**EXTRACT**:
====
To Our Leftist Friends, This Is What A Dictatorship Looks Like! Far From Anything We See In The US

Venezuela Socialists' election 

strategy? Block adversaries

People participate in an opposition rally in Caracas, Venezuela, April 8, 2017. The banner reads: 'S.O.S Elections right now!'.REUTERS/Marco Bello

By Brian Ellsworth | CARACAS
Venezuela's move to bar two-time presidential candidate Henrique Capriles from
public office for 15 years looked like an unusually brazen blow at the opposition
but is just the logical extension of a strategy that has emerged as the last, best hope
 of President Nicolas Maduro's Socialists for maintaining power.
A nearly identical maneuver was used ten years ago to halt the rise of former mayor
 Leopoldo Lopez, who in polls remains one of the most influential opposition
 leaders despite being jailed three years ago for his role in anti-government protests.
The situation suggests the Socialists may continue to lean on Comptroller
 Manuel Galindo, accused by the opposition of being a government puppet, to
 clear the playing field of potential challengers. The election, still unscheduled,
 must be held by the end of 2018.

Maduro is struggling under low approval ratings and Soviet-style product
 shortages, but so far the opposition has failed to find a way around the
 Socialists' domination of the top court and other state institutions that have
 found one excuse after another to sideline them.
Capriles, responding to the ban in the company of other opposition leaders,
signaled as much.
"My dear friends - Henry, Freddy, all of you who are here - today it's me, but
 tomorrow they'll come for you," he said, in reference to high-profile legislator
 Henry Ramos and deputy congress chief Freddy Guevara.
Other Maduro challengers include Julio Borges, a lawyer and long-time politician
who is currently the head of congress, and Henry Falcon, the governor of the
central state of Lara who defected from the Socialist Party.
None of the other opposition leaders have the profile or influence of Capriles
 or Lopez, and all could be subject to disqualification.
====
**DATA**:
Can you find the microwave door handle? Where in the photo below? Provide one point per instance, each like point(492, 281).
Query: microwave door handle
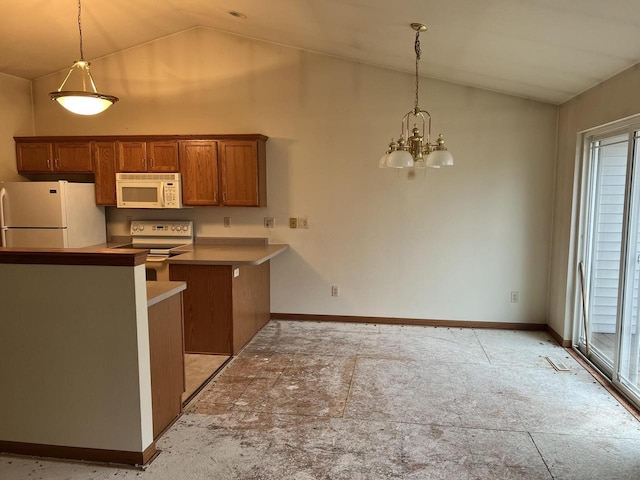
====
Carry on the news article about Venezuela's Socialists barring opposition leaders from office, picking up after its last sentence above.

The government maintains that Capriles and Lopez are dangerous activists
 seeking to rile up crowds to prepare the ground for a foreign intervention
in Venezuela, home to the world's largest crude reserves.
    Some Latin American governments, the United States and international
 organisms harshly criticized the ban on Capriles, though they may lack
 leverage to get Venezuela to reverse it.
"(This move) is typical of a dictatorship that violates civil and political
rights," said Luis Almagro, secretary general of the Organization of
American States, who has called for sanctions against Venezuela if it
 does not hold elections.
Venezuelan authorities did not respond to a request for comment.
The move against Capriles may further radicalize opposition street protests,
which increasingly appear to be the only option available as they see
 themselves at growing risk of being sidelined.
But demonstrations have done little to dent Maduro's grip on state institutions
 including the armed forces and the Supreme Court, which briefly assumed
the powers of the opposition-led Congress in March before backtracking
 in the face of international condemnation.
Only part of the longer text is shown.